Pull out every line of the records below that contains the word "floor". Case counts.

## Records from a data collection:
* BEGIN *

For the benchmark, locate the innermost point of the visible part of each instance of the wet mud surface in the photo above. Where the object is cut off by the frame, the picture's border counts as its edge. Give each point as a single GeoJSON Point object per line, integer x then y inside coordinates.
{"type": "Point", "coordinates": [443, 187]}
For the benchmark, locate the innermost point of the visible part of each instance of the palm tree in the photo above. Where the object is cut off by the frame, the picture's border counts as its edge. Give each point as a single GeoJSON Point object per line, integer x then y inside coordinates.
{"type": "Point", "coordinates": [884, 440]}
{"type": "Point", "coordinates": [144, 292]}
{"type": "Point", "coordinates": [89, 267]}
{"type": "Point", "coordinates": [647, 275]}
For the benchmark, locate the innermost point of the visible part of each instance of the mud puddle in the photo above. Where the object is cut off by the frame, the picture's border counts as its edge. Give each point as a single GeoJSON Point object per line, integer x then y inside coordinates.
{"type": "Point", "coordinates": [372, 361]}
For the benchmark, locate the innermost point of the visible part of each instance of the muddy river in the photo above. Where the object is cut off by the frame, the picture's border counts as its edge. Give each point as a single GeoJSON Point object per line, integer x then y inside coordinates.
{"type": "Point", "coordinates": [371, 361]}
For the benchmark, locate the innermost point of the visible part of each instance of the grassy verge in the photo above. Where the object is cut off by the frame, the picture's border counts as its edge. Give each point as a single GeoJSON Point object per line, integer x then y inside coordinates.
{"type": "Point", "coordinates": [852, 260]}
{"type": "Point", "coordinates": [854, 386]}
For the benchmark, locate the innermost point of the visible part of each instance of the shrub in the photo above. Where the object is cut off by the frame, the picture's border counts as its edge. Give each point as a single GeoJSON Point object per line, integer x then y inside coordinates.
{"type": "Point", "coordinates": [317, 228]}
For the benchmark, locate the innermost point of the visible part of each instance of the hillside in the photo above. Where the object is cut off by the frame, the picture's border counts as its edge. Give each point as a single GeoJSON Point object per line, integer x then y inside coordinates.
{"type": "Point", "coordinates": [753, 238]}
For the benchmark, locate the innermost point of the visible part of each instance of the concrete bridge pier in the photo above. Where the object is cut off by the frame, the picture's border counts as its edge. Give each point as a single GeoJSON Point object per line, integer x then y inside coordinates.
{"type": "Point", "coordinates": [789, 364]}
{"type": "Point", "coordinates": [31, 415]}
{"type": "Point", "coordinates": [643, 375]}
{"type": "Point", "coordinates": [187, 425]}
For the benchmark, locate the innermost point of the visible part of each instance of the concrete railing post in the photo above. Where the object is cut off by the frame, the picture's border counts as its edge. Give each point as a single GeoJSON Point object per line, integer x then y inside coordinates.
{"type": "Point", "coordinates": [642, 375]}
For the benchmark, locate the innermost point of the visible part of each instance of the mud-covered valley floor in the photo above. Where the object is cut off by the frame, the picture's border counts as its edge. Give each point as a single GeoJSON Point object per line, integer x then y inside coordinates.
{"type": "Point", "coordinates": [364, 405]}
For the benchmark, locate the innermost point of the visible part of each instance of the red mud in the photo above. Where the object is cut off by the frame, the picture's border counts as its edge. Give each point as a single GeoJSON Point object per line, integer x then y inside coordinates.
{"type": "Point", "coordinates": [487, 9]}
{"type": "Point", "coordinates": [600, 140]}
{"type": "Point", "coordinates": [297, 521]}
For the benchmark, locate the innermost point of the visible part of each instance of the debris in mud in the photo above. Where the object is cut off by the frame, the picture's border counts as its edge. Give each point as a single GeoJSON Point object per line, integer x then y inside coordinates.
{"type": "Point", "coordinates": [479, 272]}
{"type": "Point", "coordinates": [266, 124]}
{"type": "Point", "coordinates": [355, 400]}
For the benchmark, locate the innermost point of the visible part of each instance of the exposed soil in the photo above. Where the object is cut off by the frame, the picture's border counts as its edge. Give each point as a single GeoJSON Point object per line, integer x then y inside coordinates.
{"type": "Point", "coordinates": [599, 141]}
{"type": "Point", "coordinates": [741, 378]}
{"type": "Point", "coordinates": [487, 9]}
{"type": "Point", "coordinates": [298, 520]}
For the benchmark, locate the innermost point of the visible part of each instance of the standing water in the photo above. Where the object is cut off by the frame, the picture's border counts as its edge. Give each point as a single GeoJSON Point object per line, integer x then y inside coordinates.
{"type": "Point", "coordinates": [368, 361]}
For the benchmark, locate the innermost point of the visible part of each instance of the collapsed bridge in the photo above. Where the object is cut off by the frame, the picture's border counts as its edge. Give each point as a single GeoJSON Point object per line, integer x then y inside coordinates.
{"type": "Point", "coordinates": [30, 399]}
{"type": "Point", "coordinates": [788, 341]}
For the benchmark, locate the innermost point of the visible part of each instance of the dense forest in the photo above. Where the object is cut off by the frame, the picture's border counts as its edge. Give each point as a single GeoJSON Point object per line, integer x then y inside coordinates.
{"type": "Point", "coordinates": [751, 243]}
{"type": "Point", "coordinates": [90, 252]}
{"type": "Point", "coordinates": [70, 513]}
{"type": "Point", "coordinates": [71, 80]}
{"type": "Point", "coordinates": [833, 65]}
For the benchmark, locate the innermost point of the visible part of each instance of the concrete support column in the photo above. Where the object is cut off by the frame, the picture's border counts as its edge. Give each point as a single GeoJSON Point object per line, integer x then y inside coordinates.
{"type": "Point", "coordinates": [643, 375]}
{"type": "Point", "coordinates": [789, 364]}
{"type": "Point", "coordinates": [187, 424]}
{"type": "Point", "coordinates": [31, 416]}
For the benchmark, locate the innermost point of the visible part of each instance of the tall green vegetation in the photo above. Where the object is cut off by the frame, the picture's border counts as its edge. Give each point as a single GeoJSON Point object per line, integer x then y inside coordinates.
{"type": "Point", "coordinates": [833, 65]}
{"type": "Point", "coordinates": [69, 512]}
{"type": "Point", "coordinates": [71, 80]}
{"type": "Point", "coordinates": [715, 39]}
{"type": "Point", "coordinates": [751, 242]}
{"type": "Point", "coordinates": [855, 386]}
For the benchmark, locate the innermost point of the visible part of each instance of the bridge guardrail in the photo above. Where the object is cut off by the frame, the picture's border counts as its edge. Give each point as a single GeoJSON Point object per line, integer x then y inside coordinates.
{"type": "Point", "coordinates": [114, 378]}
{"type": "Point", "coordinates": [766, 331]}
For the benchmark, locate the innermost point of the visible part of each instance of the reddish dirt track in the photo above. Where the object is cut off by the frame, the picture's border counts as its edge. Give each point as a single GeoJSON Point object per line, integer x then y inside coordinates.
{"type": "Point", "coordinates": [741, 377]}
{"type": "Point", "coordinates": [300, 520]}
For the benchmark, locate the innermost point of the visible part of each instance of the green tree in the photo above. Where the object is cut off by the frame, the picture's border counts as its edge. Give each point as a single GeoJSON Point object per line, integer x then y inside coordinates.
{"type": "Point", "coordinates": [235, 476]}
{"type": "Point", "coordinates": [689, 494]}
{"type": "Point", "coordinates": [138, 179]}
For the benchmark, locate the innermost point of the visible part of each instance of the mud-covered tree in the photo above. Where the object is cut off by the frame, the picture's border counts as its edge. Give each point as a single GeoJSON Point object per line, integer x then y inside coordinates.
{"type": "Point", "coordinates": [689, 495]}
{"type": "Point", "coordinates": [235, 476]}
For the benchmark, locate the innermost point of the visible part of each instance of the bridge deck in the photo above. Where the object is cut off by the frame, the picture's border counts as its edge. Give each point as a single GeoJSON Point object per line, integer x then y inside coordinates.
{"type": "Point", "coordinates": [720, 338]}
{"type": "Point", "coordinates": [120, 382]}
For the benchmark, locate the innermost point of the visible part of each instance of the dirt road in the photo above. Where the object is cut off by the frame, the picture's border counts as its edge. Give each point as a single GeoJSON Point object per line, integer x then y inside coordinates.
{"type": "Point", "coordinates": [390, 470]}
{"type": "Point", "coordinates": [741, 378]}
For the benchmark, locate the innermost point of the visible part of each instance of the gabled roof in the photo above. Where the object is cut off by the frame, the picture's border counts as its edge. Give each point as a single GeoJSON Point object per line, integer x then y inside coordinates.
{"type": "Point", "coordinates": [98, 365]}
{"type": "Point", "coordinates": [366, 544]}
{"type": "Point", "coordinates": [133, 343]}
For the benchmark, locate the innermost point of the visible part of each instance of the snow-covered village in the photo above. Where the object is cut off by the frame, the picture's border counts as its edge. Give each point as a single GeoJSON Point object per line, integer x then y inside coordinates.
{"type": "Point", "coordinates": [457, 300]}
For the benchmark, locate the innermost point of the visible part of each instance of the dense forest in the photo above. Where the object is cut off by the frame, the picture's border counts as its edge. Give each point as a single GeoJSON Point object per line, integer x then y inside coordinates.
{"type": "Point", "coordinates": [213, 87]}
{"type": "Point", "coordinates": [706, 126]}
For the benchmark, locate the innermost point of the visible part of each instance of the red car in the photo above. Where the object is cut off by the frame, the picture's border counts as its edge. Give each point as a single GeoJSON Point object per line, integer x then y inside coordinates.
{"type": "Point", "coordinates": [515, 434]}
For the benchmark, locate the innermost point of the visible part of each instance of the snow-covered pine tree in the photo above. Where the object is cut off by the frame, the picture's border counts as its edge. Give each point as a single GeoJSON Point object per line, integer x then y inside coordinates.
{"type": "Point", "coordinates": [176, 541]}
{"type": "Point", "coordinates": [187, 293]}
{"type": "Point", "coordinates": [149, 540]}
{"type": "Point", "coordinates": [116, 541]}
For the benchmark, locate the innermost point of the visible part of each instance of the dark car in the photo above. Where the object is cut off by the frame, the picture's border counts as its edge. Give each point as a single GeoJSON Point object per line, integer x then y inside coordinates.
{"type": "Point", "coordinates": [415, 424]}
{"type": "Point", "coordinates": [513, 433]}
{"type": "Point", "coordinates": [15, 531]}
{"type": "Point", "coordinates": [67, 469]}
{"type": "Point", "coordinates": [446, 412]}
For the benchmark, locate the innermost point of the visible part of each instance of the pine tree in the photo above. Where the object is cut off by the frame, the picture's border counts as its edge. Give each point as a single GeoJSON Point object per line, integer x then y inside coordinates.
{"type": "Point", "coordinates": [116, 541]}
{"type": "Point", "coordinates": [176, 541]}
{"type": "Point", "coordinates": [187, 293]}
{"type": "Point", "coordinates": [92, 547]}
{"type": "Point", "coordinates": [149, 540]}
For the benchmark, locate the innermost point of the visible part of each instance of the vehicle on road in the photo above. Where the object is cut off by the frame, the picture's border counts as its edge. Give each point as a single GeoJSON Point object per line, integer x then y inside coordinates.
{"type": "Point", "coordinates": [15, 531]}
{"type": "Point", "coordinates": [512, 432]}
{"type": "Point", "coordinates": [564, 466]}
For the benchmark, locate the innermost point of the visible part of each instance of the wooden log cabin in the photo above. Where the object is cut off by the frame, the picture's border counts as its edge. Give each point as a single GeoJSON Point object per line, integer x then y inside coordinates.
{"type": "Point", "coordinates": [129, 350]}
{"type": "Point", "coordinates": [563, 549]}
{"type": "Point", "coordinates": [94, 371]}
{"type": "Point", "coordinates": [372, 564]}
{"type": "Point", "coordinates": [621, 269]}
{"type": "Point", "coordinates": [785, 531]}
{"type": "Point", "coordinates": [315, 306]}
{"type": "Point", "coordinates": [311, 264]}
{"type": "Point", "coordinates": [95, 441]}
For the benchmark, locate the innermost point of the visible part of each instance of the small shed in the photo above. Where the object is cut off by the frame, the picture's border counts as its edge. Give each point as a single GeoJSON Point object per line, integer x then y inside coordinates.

* END *

## EXERCISE RESPONSE:
For the benchmark, locate the innermost point of the visible part of each instance of the mud-covered valley floor in the photo above. Where the object is cut off by the frame, the picture's border counts as its edge. Give each point as a single GeoJSON Point object per line, integer x then y inside coordinates.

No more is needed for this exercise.